**What is needed**
Rewrite the lines below as a JSON list of strings, one string per line, with blank lines omitted.

* * * * * * *

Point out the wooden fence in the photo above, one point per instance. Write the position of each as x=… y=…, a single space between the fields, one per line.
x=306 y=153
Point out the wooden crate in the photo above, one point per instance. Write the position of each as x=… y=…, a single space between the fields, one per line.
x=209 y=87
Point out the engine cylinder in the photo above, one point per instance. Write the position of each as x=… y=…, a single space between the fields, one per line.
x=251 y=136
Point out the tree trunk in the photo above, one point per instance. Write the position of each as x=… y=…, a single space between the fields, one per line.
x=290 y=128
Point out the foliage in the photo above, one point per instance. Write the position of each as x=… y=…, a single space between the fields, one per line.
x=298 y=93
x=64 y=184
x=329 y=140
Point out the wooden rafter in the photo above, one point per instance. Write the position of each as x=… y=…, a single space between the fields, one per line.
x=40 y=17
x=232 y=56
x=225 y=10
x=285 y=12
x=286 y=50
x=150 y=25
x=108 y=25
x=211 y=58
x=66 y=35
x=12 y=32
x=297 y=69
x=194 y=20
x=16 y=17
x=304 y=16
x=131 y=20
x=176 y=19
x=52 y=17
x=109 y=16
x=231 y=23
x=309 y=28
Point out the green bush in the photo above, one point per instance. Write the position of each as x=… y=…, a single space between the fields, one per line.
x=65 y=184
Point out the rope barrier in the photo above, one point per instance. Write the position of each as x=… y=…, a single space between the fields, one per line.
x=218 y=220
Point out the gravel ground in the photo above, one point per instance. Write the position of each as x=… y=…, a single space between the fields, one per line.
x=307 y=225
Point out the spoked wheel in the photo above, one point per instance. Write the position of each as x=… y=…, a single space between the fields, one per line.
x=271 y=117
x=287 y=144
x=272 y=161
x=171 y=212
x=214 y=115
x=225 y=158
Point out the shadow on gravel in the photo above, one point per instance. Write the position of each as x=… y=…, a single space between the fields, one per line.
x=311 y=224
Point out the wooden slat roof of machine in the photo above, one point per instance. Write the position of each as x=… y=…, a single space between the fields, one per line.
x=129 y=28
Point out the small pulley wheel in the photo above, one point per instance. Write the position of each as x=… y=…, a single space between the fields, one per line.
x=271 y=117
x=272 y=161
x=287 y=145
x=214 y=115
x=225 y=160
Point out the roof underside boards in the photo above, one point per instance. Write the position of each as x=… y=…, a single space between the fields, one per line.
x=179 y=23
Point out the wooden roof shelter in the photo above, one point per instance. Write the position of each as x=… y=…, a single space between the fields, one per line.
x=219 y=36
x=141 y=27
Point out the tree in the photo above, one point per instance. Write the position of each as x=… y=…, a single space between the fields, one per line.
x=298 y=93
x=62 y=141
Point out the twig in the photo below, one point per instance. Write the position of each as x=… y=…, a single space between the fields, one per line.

* * * * * * *

**Solution to this exercise**
[
  "Point out the wooden fence in the photo above, one point per instance. Write the position of each as x=… y=…, a single space between the fields, one per line.",
  "x=306 y=153",
  "Point out the wooden crate in the photo above, one point per instance. Write the position of each as x=… y=…, a single space between the fields, one per line.",
  "x=209 y=87",
  "Point out the engine cylinder in the photo above, one point per instance. Write the position of each as x=… y=…, a single space between the fields, one per line.",
  "x=251 y=136",
  "Point out the tree trunk in the photo above, one point per instance. Write the position of each as x=… y=…, a single space between the fields, one per line.",
  "x=290 y=128",
  "Point out the foliage in the photo above, one point per instance. Write the position of each as x=… y=…, a single space between the fields, one per line.",
  "x=298 y=93",
  "x=64 y=184",
  "x=329 y=140",
  "Point out the wooden rafter in the photo above, one point per instance. Write the position of each as x=… y=…, a single space between the fields, one per line.",
  "x=40 y=17",
  "x=232 y=56",
  "x=225 y=10",
  "x=285 y=12",
  "x=286 y=50",
  "x=150 y=25",
  "x=108 y=25",
  "x=211 y=58",
  "x=66 y=35",
  "x=12 y=32",
  "x=297 y=69",
  "x=194 y=20",
  "x=16 y=17",
  "x=304 y=16",
  "x=131 y=20",
  "x=176 y=19",
  "x=52 y=17",
  "x=109 y=16",
  "x=231 y=23",
  "x=309 y=28",
  "Point out the green bush in the photo above, one point per instance. Write the position of each as x=… y=…, a single space between the fields, one per line.",
  "x=65 y=184",
  "Point out the rope barrier in the photo above, one point per instance. Write the position of each as x=… y=…, a single space between the fields, one per line.",
  "x=218 y=220",
  "Point out the gravel ground in the photo above, one point per instance. Write the position of each as x=… y=…, a single space between the fields, one per line.",
  "x=307 y=225",
  "Point out the spoked wheel in the photo above, one point per instance. Write the position of each as x=… y=…, a single space between the fields, one per line.",
  "x=271 y=117",
  "x=287 y=144",
  "x=272 y=161",
  "x=171 y=212",
  "x=214 y=115",
  "x=225 y=158",
  "Point out the shadow on gravel in the photo above, one point per instance. Write the position of each as x=… y=…, a single space between the fields, one per line.",
  "x=311 y=224",
  "Point out the wooden slat roof of machine in the photo above, one point per instance. Write the position of each as x=… y=…, a single space between the fields, one per line.",
  "x=129 y=28",
  "Point out the small pulley wheel in the photo above, one point per instance. Write the position of each as x=… y=…, a single space between the fields, one per line.",
  "x=271 y=117",
  "x=272 y=161",
  "x=287 y=145",
  "x=214 y=115",
  "x=225 y=160",
  "Point out the roof underside boards in the photo above, one point per instance. Write the position of each as x=… y=…, a single space between the fields, one per line.",
  "x=179 y=23",
  "Point out the wooden roof shelter in the photo above, one point per instance. Write the position of each as x=… y=…, a single space between the fields, one per line.",
  "x=219 y=36",
  "x=141 y=27",
  "Point out the tree in the photo above, one point per instance. Write the position of each as x=… y=…, a single space between the fields, one per line.",
  "x=298 y=93",
  "x=62 y=141",
  "Point out the twig in the photo below, one point per instance. Write the position of each as x=… y=…, a single space between the fields, one per line."
]